- _GOALS_
(A) Please update the book review by writing out its text starting at "Friday, August 31, 2018" and ending at "book a try.", with "Kindle" changed to "Nook".
(B) Answer these questions from the book review:
(i) On what date was the review posted?
(ii) How many states did the road trip pass through?
(iii) During which months of 2017 did the trip take place?

Friday, August 31, 2018

A Disappointing Read

I'm not even sure where I picked up One Day at a Time 2017: A husband and wife's 87-day road trip through 22 states in the US on two Harley Softails by Hollie Bell-Schinzing. Did I win it in a goodreads giveaway? Was it an Amazon First Read? In any event, I had the book in my Kindle library and while I'm waiting for several books from the library, I decided to give this book a try.

This was the description on goodreads:
Have you ever wondered what it would be like to just pick up and ride your motorcycle around this big beautiful country? Hollie lives in Rochester, New York with her husband Bonz. They have been together for over 30 years. With Bonz newly retired and the kids leaving to go off on their own adventures they needed something to reconnect. Join them on their journey through 22 states, many national parks and a couple of biker rallies. Hollie requested three months off work (with no pay), and her employer was gracious enough to allow this. So that was it, June, July and August of 2017 off they went to discover not only the USA but also themselves. No real plans and no reservations, flying by the seat of their pants, join them in seeing what it is like to ride a Harley on the open road for 87 days, one day at a time.

- _DATASET CONTENT_
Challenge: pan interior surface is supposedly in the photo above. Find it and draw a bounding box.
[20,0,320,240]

- _THE SOLUTIONS_
(A)
Friday, August 31, 2018

A Disappointing Read

I'm not even sure where I picked up One Day at a Time 2017: A husband and wife's 87-day road trip through 22 states in the US on two Harley Softails by Hollie Bell-Schinzing. Did I win it in a goodreads giveaway? Was it an Amazon First Read? In any event, I had the book in my Nook library and while I'm waiting for several books from the library, I decided to give this book a try.

(B)
(i) Friday, August 31, 2018
(ii) 22
(iii) June, July and August